**Consignes:**
1. Traduisez en anglais la phrase suivante, tirée de l'entretien avec Kevin Ramkaloan : « Il préconise la préparation d'un plan de développement à long terme au niveau du secteur privé. »
2. D'après l'entretien avec Kevin Ramkaloan, pourquoi sa fonction de directeur de New Business Development au BoI est-elle celle qui se rapproche le plus de ses responsabilités actuelles ? Répondez en une à trois phrases.
3. Rédigez la suite de l'entretien avec Kevin Ramkaloan à partir de l'endroit où il s'arrête.

**Texte extrait:**
☆ ☆ ☆ ☆ ☆

Alors qu’il s’apprête à assumer les fonctions de CEO de Business Mauritius, succédant ainsi à Raj Makoond, Kevin Ramkaloan jette un coup d’œil optimiste sur la situation économique du pays. « Il faut comprendre qu’il y a eu un monde post-2008 après la crise financière. Nous avons pu maintenir une croissance très forte dix ans après le “financial meltdown”. Une croissance de 3,7% ou 3,9% peut être améliorée. Le pays mérite d’arriver à une croissance dépassant les 5% », affirme-t-il, tout en insistant sur la nécessité d’une régulation forte. Il considère que le pays a un grand défi à relever concernant la démographie et la transition dans nos secteurs traditionnels et nos marchés. Il préconise la préparation d’un plan de développement à long terme au niveau du secteur privé.
- Après avoir travaillé au BoI et à la MTPA, vous voilà à la tête de Business Mauritius. Comment se présente ce nouveau défi pour vous ?
Business Mauritius constitue un tout comparé aux différents aspects de ma carrière. Cette fonction est une synthèse de toute l’expérience acquise durant mes 22 à 23 ans de carrière. Aujourd’hui, j’utilise certainement toute cette compétence acquise, que ce soit en tant que consultant à Accenture-DCDM Consulting ou un peu du monde financier, que j’ai connu à mon retour à Maurice. C’est peut-être la fonction de directeur de New Business Development que j’occupais au BoI qui se rapproche le plus de mes responsabilités actuelles, à un niveau différent bien entendu. À cette époque, j’avais pour mission de développer de nouveaux secteurs d’activité pour le pays, notamment l’ouverture sur l’Afrique, l’économie des océans, les “films rebate” et l’énergie, entre autres. Je retrouve en grande partie ces mêmes défis ici à Business Mauritius. Mon passage au BoI ainsi que mon parcours à la MTPA m’ont beaucoup aidé. Ayant travaillé sur le tourisme en profondeur, je sais qu’il y a énormément de choses qui sont réalisables dans le travail que j’accomplis au sein de Business Mauritius. Je crois que la vie est un cheminement et que si on prend les étapes parcourues d’une façon positive et constructive, cela nous permet de donner plus de sens à notre parcours. Mon expérience professionnelle me conduit vers ce nouveau rôle que je dois assumer à Business Mauritius.
- Business Mauritius représente-t-elle une institution incontournable dans le paysage économique du pays ?

☆ ☆ ☆ ☆ ☆

[Données sources]

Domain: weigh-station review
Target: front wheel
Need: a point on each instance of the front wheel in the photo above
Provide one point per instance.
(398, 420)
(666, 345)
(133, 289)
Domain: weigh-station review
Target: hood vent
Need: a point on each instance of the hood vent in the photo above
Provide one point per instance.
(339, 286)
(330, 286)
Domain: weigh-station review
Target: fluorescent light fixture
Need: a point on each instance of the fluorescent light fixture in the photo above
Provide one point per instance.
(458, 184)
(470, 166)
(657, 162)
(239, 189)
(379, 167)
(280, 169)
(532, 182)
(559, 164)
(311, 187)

☆ ☆ ☆ ☆ ☆

**Corrigés:**
1. He advocates preparing a long-term development plan at the private-sector level.

2. Au BoI, il avait pour mission de développer de nouveaux secteurs d'activité pour le pays, notamment l'ouverture sur l'Afrique, l'économie des océans, les « films rebate » et l'énergie. Il retrouve en grande partie ces mêmes défis à Business Mauritius.

3.
C’est une institution qui coordonne les activités de la communauté des affaires. Nous représentons 1 200 membres, quelque 120 000 employés et un chiffre d’affaires qui avoisine la moitié du PIB du pays. Parmi tous nos membres, il y a quelque 400 PME. Business Mauritius est représentatif du monde des affaires à Maurice. Notre travail au sein de cette organisation constitue à “pave the way” le développement économique de ce pays. Nous avons un conseil sur lequel sont représentés tous nos membres partenaires, la MCCI, la MEXA, AHRIM, le secteur informatique, la MPA, etc. Ce qui nous permet d’avoir ensemble une vision commune. Nous sommes certainement la voix du secteur privé et le représentant attitré de ce dialogue qui continue à faire la force de Maurice.
- Vous avez mentionné votre propre vision. Pouvez-vous nous en parler ?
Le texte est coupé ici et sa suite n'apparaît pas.